* [SELECTED EXTRACT]
Languages and libraries

You can use any language or library you like.

Notes

There was a concern about calculating the number of lines in the file. As nimi points out in the comments, you can infer this from the file size and the number of chars per line.

Motivation

In chat some people asked if this is really a "Do X without Y" question. I interpret this to ask if the restrictions are unusually artificial.

The task of randomly sampling lines from huge files is not uncommon and is in fact one I sometimes have to do. One way to do this is in bash:

shuf -n <num-lines>

This is however very slow for large files as it reads in the whole file.

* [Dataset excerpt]
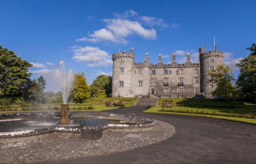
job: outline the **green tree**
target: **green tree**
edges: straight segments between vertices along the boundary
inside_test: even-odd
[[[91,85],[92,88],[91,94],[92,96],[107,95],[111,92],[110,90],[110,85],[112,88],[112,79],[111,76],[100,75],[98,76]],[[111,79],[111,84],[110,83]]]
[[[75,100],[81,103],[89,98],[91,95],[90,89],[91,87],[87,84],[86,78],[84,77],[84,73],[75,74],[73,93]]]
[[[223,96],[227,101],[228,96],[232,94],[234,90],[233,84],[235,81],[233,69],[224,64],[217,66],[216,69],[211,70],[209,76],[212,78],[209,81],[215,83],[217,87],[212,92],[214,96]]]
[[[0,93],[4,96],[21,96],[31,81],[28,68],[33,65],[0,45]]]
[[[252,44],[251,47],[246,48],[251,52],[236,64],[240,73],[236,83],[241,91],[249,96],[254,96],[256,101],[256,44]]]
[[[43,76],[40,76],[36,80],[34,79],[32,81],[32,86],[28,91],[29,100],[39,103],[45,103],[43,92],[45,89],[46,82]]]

* [GIVEN INSTRUCTION 1]
Reproduce word for word the part of the passage about sampling lines from huge files that falls between "You can use" and "are unusually artificial.", inclusive.
* [GIVEN INSTRUCTION 2]
According to the passage about sampling lines from huge files, why is the shuf approach in bash very slow for large files?
* [GIVEN INSTRUCTION 3]
For each statement, say whether it agrees with the passage about sampling lines from huge files, and quote the words that decide it. (a) The number of lines in the file can be inferred from the file size and the number of chars per line. (b) Solutions are restricted to a single programming language. (c) Randomly sampling lines from huge files is described as a rare task.

* [WRITTEN RESPONSE 1]
You can use any language or library you like.

Notes

There was a concern about calculating the number of lines in the file. As nimi points out in the comments, you can infer this from the file size and the number of chars per line.

Motivation

In chat some people asked if this is really a "Do X without Y" question. I interpret this to ask if the restrictions are unusually artificial.

* [WRITTEN RESPONSE 2]
It reads in the whole file.

* [WRITTEN RESPONSE 3]
(a) Yes: "you can infer this from the file size and the number of chars per line"
(b) No: "You can use any language or library you like."
(c) No: "The task of randomly sampling lines from huge files is not uncommon"